ACAB: la recensione della nuova serie Netflix

A più di un decennio dall'omonimo film di Sollima torna la squadra più famigerata del Reparto Mobile di Roma in una serie politicamente meno incisiva ma ancora decisamente attuale

Dal 15 gennaio su Netflix è disponibile ACAB, la serie ispirata all’omonimo film del 2012 di Stefano Sollima. Sei episodi, interpretati, tra gli altri, da Marco Giallini e Adriano Giannini, che riprendono il lungometraggio di partenza aggiornandolo, però, ai nostri tempi e a un linguaggio, quello seriale, capace di incidere profondamente sulla sua storia e le sue stesse tematiche, fino a trattare un tema spinoso e decisamente attuale come quello sulla giustizia e sull’abuso di potere da una prospettiva inedita, in una costante oscillazione tra genere e cronaca, realismo ed empatia.

Creata da Carlo Bonini (autore dell’omonimo romanzo da cui film e serie sono tratti) e Filippo Gravino e diretta da Michele Alhaique (già regista di serie come Non uccidere, Romulus e Bang Bang Baby), la serie prodotta da Cattleya guarda infatti al film di Sollima (qui produttore esecutivo) con una consapevolezza nuova, facendo propria la lezione tanto di film recenti nostrani quali Il legionario di Hleb Papou quanto di serie internazionali come Antidisturbios di Rodrigo Sorogoyen. Il risultato è un’opera più attenta al privato e alle psicologie dei suoi protagonisti piuttosto che all’analisi politica e sociale del contesto in cui vivono, ma capace comunque di imbastire un discorso su violenza, omertà e senso di appartenenza non scontato.

Indice:

Trama – ACAB recensione

In una notte di feroci scontri in Val di Susa una squadra del Reparto Mobile di Roma resta senza il suo capo, ferito da una bomba carta. A Mazinga (Marco Giallini), Marta (Valentina Bellè) e Salvatore (Pierluigi Gigante) non rimane così che reagire come hanno sempre fatto, contrapponendo ai disordini e al caos metodi ai limiti della legalità e un affiatamento da tribù. È con questa fratellanza, quasi una vera e propria famiglia, che dovrà fare i conti il nuovo comandante Michele (Adriano Giannini), poliziotto onesto e riformista (e, quindi, “infame”) per cui le squadre come quella sono il simbolo di un vecchio mondo oramai superato.

Dati forniti:
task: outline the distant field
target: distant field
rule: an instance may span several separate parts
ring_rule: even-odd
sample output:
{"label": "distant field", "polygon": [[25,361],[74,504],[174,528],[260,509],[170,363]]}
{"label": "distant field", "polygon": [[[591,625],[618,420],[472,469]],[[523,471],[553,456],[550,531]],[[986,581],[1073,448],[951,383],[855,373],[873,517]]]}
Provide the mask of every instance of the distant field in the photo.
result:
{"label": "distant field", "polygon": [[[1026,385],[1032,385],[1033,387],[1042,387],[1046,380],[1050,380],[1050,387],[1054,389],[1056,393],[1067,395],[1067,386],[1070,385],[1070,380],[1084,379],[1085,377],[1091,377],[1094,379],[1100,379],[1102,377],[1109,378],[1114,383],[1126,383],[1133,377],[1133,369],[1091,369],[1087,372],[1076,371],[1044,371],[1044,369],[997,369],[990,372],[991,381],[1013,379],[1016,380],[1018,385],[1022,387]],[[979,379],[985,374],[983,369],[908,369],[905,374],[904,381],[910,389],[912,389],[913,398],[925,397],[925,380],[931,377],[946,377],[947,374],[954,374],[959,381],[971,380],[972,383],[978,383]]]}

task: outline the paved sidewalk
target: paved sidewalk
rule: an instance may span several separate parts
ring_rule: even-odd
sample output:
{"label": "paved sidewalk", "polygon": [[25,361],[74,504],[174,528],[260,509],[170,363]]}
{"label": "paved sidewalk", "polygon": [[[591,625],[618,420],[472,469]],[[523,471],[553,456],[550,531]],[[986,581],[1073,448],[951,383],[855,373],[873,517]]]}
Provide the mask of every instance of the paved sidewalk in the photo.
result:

Compiti:
1 – Trascrivi il brano della recensione che inizia con "Trama – ACAB" e termina con "mondo oramai superato.".
2 – Riporta tutte le righe dell'elenco in una tabella Markdown, tralasciando quelle vuote, con la colonna "N." per il numero di riga e la colonna "Riga" per il testo.
La recensione e l'elenco provengono da fonti diverse.

Soluzioni:
1 –
Trama – ACAB recensione

In una notte di feroci scontri in Val di Susa una squadra del Reparto Mobile di Roma resta senza il suo capo, ferito da una bomba carta. A Mazinga (Marco Giallini), Marta (Valentina Bellè) e Salvatore (Pierluigi Gigante) non rimane così che reagire come hanno sempre fatto, contrapponendo ai disordini e al caos metodi ai limiti della legalità e un affiatamento da tribù. È con questa fratellanza, quasi una vera e propria famiglia, che dovrà fare i conti il nuovo comandante Michele (Adriano Giannini), poliziotto onesto e riformista (e, quindi, “infame”) per cui le squadre come quella sono il simbolo di un vecchio mondo oramai superato.

2 –
| N. | Riga |
|---|---|
| 1 | task: outline the distant field |
| 2 | target: distant field |
| 3 | rule: an instance may span several separate parts |
| 4 | ring_rule: even-odd |
| 5 | sample output: |
| 6 | {"label": "distant field", "polygon": [[25,361],[74,504],[174,528],[260,509],[170,363]]} |
| 7 | {"label": "distant field", "polygon": [[[591,625],[618,420],[472,469]],[[523,471],[553,456],[550,531]],[[986,581],[1073,448],[951,383],[855,373],[873,517]]]} |
| 8 | Provide the mask of every instance of the distant field in the photo. |
| 9 | result: |
| 10 | {"label": "distant field", "polygon": [[[1026,385],[1032,385],[1033,387],[1042,387],[1046,380],[1050,380],[1050,387],[1054,389],[1056,393],[1067,395],[1067,386],[1070,385],[1070,380],[1084,379],[1085,377],[1091,377],[1094,379],[1100,379],[1102,377],[1109,378],[1114,383],[1126,383],[1133,377],[1133,369],[1091,369],[1087,372],[1076,371],[1044,371],[1044,369],[997,369],[990,372],[991,381],[1013,379],[1016,380],[1018,385],[1022,387]],[[979,379],[985,374],[983,369],[908,369],[905,374],[904,381],[910,389],[912,389],[913,398],[925,397],[925,380],[931,377],[946,377],[947,374],[954,374],[959,381],[971,380],[972,383],[978,383]]]} |
| 11 | task: outline the paved sidewalk |
| 12 | target: paved sidewalk |
| 13 | rule: an instance may span several separate parts |
| 14 | ring_rule: even-odd |
| 15 | sample output: |
| 16 | {"label": "paved sidewalk", "polygon": [[25,361],[74,504],[174,528],[260,509],[170,363]]} |
| 17 | {"label": "paved sidewalk", "polygon": [[[591,625],[618,420],[472,469]],[[523,471],[553,456],[550,531]],[[986,581],[1073,448],[951,383],[855,373],[873,517]]]} |
| 18 | Provide the mask of every instance of the paved sidewalk in the photo. |
| 19 | result: |